Exercise aim ▸ Render the listing below as a JSON array of strings, with one string for each line and any blank lines left out.

Listing ▸

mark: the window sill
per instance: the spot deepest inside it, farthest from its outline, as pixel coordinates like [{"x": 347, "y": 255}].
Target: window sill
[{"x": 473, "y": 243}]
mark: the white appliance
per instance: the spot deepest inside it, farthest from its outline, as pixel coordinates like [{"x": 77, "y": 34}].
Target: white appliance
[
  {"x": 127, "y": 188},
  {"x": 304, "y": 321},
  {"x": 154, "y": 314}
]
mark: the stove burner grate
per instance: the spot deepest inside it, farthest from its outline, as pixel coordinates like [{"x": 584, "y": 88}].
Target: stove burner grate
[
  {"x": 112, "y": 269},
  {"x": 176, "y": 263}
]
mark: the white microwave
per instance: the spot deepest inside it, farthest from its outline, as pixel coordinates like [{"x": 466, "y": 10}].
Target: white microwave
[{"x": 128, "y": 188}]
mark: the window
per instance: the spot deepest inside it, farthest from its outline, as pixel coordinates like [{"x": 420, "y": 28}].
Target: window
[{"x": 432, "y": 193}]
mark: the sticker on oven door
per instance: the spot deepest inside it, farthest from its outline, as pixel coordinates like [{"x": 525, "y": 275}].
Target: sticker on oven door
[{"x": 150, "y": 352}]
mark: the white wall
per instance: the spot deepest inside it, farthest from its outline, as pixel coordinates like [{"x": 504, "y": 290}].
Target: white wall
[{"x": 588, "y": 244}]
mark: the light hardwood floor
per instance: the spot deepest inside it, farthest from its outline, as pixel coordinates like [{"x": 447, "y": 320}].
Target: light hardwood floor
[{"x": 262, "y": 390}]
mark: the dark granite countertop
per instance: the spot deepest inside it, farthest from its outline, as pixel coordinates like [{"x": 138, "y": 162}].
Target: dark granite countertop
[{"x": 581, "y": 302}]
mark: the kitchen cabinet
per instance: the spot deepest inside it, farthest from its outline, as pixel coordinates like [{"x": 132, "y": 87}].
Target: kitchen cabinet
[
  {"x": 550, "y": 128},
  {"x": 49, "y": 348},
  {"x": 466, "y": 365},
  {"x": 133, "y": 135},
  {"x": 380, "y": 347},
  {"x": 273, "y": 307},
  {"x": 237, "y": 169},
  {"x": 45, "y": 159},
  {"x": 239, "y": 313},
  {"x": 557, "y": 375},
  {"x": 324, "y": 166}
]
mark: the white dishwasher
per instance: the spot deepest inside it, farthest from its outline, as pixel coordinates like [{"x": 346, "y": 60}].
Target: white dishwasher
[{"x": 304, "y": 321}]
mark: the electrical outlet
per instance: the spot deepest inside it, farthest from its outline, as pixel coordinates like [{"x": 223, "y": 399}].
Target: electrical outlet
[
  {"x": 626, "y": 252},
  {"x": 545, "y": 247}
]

Reply to the task ▸
[
  "mark: the window sill",
  "per instance: the spot deepest inside it, farthest from its outline, as pixel coordinates like [{\"x\": 347, \"y\": 255}].",
  "Target: window sill",
  "[{\"x\": 473, \"y\": 243}]",
  "mark: the white appliance",
  "per instance: the spot deepest inside it, farthest from its outline, as pixel coordinates like [{\"x\": 77, \"y\": 34}].",
  "Target: white appliance",
  "[",
  "  {\"x\": 127, \"y\": 188},",
  "  {\"x\": 304, \"y\": 321},",
  "  {\"x\": 154, \"y\": 314}",
  "]",
  "mark: the stove burner grate",
  "per instance: the spot deepest inside it, farthest from its outline, as pixel coordinates like [{\"x\": 584, \"y\": 88}].",
  "Target: stove burner grate",
  "[",
  "  {\"x\": 112, \"y\": 269},",
  "  {\"x\": 176, \"y\": 263}",
  "]",
  "mark: the white microwave",
  "per instance: the spot deepest inside it, farthest from its outline, as pixel coordinates like [{\"x\": 466, \"y\": 10}].",
  "Target: white microwave",
  "[{\"x\": 128, \"y\": 188}]",
  "mark: the window",
  "per instance: the spot deepest inside it, farthest from its outline, as pixel coordinates like [{\"x\": 420, \"y\": 28}].",
  "Target: window",
  "[{\"x\": 432, \"y\": 193}]",
  "mark: the sticker on oven door",
  "per instance: the spot deepest inside it, farthest from its outline, as pixel coordinates like [{\"x\": 525, \"y\": 275}].",
  "Target: sticker on oven door",
  "[{\"x\": 150, \"y\": 352}]",
  "mark: the white wall",
  "per instance: the spot deepest inside it, farthest from its outline, as pixel coordinates like [{\"x\": 504, \"y\": 290}].",
  "Target: white wall",
  "[{\"x\": 588, \"y\": 244}]",
  "mark: the light hardwood floor",
  "per instance: the spot deepest inside it, farthest from its outline, as pixel coordinates like [{\"x\": 447, \"y\": 320}].",
  "Target: light hardwood floor",
  "[{\"x\": 262, \"y\": 390}]",
  "mark: the dark granite countertop",
  "per instance: the spot deepest inside it, farthest from its outline, as pixel coordinates like [{\"x\": 138, \"y\": 162}].",
  "Target: dark granite countertop",
  "[{\"x\": 581, \"y\": 302}]",
  "mark: the kitchen cabinet",
  "per instance: the spot deepest inside it, farthest from its outline, as pixel coordinates like [{\"x\": 132, \"y\": 87}].",
  "Target: kitchen cabinet",
  "[",
  "  {\"x\": 550, \"y\": 128},",
  "  {\"x\": 49, \"y\": 348},",
  "  {\"x\": 466, \"y\": 365},",
  "  {\"x\": 133, \"y\": 135},",
  "  {\"x\": 380, \"y\": 347},",
  "  {\"x\": 273, \"y\": 307},",
  "  {\"x\": 237, \"y\": 169},",
  "  {\"x\": 45, \"y\": 159},",
  "  {\"x\": 239, \"y\": 313},",
  "  {\"x\": 557, \"y\": 375},",
  "  {\"x\": 324, \"y\": 166}",
  "]",
  "mark: the white dishwasher",
  "per instance: the spot deepest inside it, farthest from its outline, as pixel coordinates like [{\"x\": 346, \"y\": 60}].",
  "Target: white dishwasher",
  "[{\"x\": 304, \"y\": 321}]",
  "mark: the electrical outlet",
  "per instance: the spot deepest inside it, farthest from its outline, as pixel coordinates like [{\"x\": 223, \"y\": 399}].",
  "Target: electrical outlet",
  "[",
  "  {\"x\": 626, \"y\": 252},",
  "  {\"x\": 545, \"y\": 247}",
  "]"
]